━━━━━ Extract

“God Is a God Who Comes”

1 Thessalonians 4:13-18

Dr. Robert J. Anderson

November 9, 2014



The occasion of Paul’s words to the people in the Thessalonian church is to address their apprehension.  What happens with the believers who died?


What do we think about those who have died and what will become of them?  Early on the believers, including Paul, believed that Jesus’ return was imminent.  It would happen in their life time.  They were concerned about being too encumbered with the things of this life, that they wouldn’t be able to serve Jesus when he returned.  Some didn’t want to get married or have families for this reason.  It was like they lived each day seeing the light of Jesus’ return just over the horizon, and it would burst forth at any moment.  While they are waiting for Jesus’ return, some of their members died.  What will happen with them?  Will they miss out on the joy of Christ’s return?  They are grieving for their loved ones, and they are afraid that those who died won’t share with them, the living, in the benefits of Christ’s return.


Paul responds to their concerns very pastorally.  Very succinctly he tells them to encourage one another with the hope they all share.  First of all, the hope is in Jesus Christ.  Then he tells a visual story about the return of Christ.  We believe that Jesus died and rose again, and therefore God will bring those who believe in Jesus along with him.  He says that those who died will rise first.  Then those who are alive at the time will be caught up in the clouds together with those who died and meet Christ in the air.  Then together, those who died and those alive at the time of Christ’s return will live the Lord forever.


Paul comforts the grieving people with this picture story of Christ’s return.  Far from the dead missing out on the joy and benefits of Christ’s return, they will be the first to experience them!  Those that died before Christ’s return will fully enjoy everything.  There is unity between the living and the dead in Christ.


Paul wrestles with a concept that is beyond his and our ability to put into words.  He does the best he can in creating a word picture/story.  Paul’s concern is comforting people with the hope we have in Christ and the unity that the dead and living will share in the new realm of God.  Paul is not concerned with the details of Christ’s return.  For Paul, the focus is first, last, and always Jesus’ death and resurrection.

━━━━━━━━━━
━━━━━ Working data

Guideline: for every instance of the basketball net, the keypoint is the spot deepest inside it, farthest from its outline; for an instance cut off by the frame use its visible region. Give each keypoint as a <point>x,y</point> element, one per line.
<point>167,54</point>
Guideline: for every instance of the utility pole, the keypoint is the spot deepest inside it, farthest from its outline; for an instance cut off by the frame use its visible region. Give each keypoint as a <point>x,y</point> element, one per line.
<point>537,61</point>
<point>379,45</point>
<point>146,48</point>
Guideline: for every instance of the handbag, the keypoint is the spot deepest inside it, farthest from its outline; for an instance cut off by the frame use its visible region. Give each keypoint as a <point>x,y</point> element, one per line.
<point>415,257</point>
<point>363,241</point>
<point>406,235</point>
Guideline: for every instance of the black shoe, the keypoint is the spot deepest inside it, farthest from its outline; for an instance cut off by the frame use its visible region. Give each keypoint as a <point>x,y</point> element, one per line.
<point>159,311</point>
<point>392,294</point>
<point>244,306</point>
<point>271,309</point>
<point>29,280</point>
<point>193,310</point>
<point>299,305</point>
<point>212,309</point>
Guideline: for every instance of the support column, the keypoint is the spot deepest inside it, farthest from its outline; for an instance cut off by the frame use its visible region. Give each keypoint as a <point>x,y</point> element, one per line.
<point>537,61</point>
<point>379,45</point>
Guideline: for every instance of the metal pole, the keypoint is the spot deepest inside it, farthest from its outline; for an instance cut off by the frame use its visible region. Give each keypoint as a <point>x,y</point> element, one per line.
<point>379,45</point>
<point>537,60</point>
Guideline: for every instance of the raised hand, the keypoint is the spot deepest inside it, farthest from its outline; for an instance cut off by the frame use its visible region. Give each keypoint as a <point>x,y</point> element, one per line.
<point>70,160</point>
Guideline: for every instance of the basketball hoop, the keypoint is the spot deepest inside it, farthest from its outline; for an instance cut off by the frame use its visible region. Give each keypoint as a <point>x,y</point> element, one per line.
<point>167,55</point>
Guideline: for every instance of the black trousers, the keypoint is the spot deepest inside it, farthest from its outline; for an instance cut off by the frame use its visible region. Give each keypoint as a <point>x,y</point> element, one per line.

━━━━━━━━━━

Short task 1: According to the sermon, what did some early believers avoid so they would be free to serve Jesus when he returned?
Short task 2: Copy the rows word for word, starting at the beginning of the rows and ending with the line that contains "<point>167,54</point>", including that line.

Correct result 1: Getting married or having families.

Correct result 2:
Guideline: for every instance of the basketball net, the keypoint is the spot deepest inside it, farthest from its outline; for an instance cut off by the frame use its visible region. Give each keypoint as a <point>x,y</point> element, one per line.
<point>167,54</point>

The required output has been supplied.